MATERIAL PROVIDED
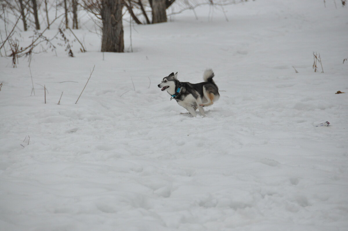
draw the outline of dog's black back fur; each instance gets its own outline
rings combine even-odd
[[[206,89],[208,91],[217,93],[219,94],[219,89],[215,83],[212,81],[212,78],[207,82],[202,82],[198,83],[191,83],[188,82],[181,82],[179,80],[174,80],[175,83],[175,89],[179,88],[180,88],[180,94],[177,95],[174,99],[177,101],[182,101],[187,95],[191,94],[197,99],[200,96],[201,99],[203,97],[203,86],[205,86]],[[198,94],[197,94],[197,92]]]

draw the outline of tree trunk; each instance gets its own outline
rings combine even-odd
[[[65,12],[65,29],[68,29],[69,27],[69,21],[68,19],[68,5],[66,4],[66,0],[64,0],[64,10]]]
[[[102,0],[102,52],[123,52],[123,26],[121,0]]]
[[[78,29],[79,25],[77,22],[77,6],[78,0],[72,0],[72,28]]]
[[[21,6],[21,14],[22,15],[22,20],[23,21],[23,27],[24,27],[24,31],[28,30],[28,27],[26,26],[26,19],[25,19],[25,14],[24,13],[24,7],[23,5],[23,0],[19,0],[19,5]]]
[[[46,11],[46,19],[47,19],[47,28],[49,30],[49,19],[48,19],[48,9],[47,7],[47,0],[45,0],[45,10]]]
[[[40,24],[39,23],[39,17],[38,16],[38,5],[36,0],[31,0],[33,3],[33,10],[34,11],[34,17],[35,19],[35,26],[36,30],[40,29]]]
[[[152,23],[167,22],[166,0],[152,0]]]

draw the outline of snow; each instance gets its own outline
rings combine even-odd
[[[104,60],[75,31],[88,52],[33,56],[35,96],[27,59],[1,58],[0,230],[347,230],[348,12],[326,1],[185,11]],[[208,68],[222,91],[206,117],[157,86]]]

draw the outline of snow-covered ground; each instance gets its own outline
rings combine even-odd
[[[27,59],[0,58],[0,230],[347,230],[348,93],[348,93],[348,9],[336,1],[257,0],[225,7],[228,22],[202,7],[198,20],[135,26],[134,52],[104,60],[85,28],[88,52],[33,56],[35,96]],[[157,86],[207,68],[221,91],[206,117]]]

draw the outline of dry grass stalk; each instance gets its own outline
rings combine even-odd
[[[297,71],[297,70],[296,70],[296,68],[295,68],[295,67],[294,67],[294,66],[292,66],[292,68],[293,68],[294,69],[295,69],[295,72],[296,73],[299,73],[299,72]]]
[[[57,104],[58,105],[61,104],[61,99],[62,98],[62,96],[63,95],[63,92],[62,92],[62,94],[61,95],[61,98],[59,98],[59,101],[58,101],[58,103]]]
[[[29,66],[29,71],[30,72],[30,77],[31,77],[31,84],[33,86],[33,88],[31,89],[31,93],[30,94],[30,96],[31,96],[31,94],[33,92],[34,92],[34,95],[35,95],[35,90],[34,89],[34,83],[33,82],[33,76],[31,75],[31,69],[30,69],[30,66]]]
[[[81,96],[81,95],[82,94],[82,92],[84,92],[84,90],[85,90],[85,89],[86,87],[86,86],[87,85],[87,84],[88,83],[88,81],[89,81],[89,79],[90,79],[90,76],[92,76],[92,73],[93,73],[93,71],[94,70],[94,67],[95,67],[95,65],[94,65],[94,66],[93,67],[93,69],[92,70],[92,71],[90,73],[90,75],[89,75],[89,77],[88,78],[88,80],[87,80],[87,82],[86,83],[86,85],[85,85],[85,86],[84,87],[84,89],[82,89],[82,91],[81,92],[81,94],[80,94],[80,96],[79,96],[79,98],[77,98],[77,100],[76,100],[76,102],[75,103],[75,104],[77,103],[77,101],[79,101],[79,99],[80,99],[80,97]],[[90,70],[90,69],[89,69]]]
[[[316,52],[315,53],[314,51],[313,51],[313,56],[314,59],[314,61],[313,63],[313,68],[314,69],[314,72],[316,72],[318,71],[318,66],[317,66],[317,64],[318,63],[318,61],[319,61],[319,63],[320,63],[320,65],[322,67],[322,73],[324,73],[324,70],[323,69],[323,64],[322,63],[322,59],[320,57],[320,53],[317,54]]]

AIM OF THE EXERCISE
Take the listing above and print it exactly, apart from the pictures.

CORRECT ANSWER
draw the outline of dog's black back fur; each instance gets its own outline
rings combine even-odd
[[[206,89],[208,91],[217,93],[219,94],[219,89],[215,83],[212,81],[212,78],[207,82],[202,82],[198,83],[191,83],[188,82],[181,82],[179,80],[174,80],[175,83],[175,89],[179,88],[180,88],[180,94],[177,95],[174,99],[177,101],[182,101],[187,95],[191,94],[197,99],[200,96],[201,99],[203,97],[203,86],[205,86]],[[198,94],[197,94],[197,92]]]

draw the outline of tree trunk; each instance gets its own outline
rings combine even-odd
[[[65,12],[65,29],[68,29],[69,27],[69,21],[68,19],[68,5],[66,4],[66,0],[64,0],[64,10]]]
[[[102,0],[102,52],[123,52],[123,26],[121,0]]]
[[[78,29],[79,25],[77,22],[77,6],[78,0],[72,0],[72,28]]]
[[[21,6],[21,14],[22,15],[22,20],[23,21],[23,27],[24,27],[24,31],[28,30],[28,27],[26,26],[26,19],[25,19],[25,14],[24,13],[24,7],[23,5],[23,0],[19,0],[19,5]]]
[[[46,11],[46,19],[47,19],[47,28],[49,30],[49,19],[48,19],[48,9],[47,7],[47,0],[45,0],[45,10]]]
[[[40,24],[39,23],[39,17],[38,16],[38,5],[36,0],[31,0],[33,3],[33,10],[34,11],[34,17],[35,19],[35,26],[36,30],[40,29]]]
[[[152,23],[167,22],[166,0],[152,0]]]

draw the outline of snow; each instance gets its own outline
rings combine even-odd
[[[104,60],[75,31],[88,52],[33,56],[35,96],[27,59],[1,58],[0,230],[347,230],[348,12],[326,1],[185,11]],[[208,68],[222,91],[206,117],[157,86]]]

draw the outline of snow-covered ground; each instance gets its own outline
rings combine even-odd
[[[27,59],[0,58],[0,230],[347,230],[348,93],[348,93],[348,9],[336,1],[257,0],[225,7],[228,22],[202,7],[198,20],[135,26],[134,52],[104,60],[85,28],[88,52],[33,56],[35,96]],[[157,86],[207,68],[221,91],[206,117]]]

draw the outline of dry grass stalk; each instance gets its own outline
rings combine even-odd
[[[297,71],[297,70],[296,70],[296,68],[295,68],[295,67],[294,67],[294,66],[292,66],[292,68],[293,68],[294,69],[295,69],[295,72],[296,73],[299,73],[299,72]]]
[[[57,104],[58,105],[61,104],[61,99],[62,98],[62,96],[63,95],[63,92],[62,92],[62,94],[61,95],[61,98],[59,98],[59,101],[58,101],[58,103]]]
[[[29,66],[29,71],[30,72],[30,77],[31,77],[31,84],[33,86],[33,88],[31,89],[31,93],[30,94],[30,96],[31,96],[31,94],[33,92],[34,92],[34,95],[35,95],[35,90],[34,89],[34,83],[33,82],[33,76],[31,75],[31,69],[30,69],[30,66]]]
[[[81,96],[81,95],[82,94],[82,92],[84,92],[84,90],[85,90],[85,89],[86,87],[86,86],[87,85],[87,84],[88,83],[88,81],[89,81],[89,79],[90,79],[90,76],[92,76],[92,73],[93,73],[93,71],[94,70],[94,67],[95,67],[95,65],[94,65],[94,66],[93,67],[93,69],[92,70],[92,71],[90,73],[90,75],[89,75],[89,77],[88,78],[88,80],[87,80],[87,82],[86,83],[86,85],[85,85],[85,86],[84,87],[84,89],[82,89],[82,91],[81,92],[81,94],[80,94],[80,96],[79,96],[79,98],[77,98],[77,100],[76,100],[76,102],[75,103],[75,104],[77,103],[77,101],[79,101],[79,99],[80,99],[80,97]],[[90,70],[90,69],[89,69]]]
[[[316,52],[315,53],[314,51],[313,51],[313,56],[314,59],[314,61],[313,63],[313,68],[314,69],[314,72],[316,72],[318,71],[318,66],[317,66],[317,64],[318,63],[318,61],[319,61],[319,63],[320,63],[320,65],[322,67],[322,73],[324,73],[324,70],[323,69],[323,64],[322,63],[322,59],[320,57],[320,53],[317,54]]]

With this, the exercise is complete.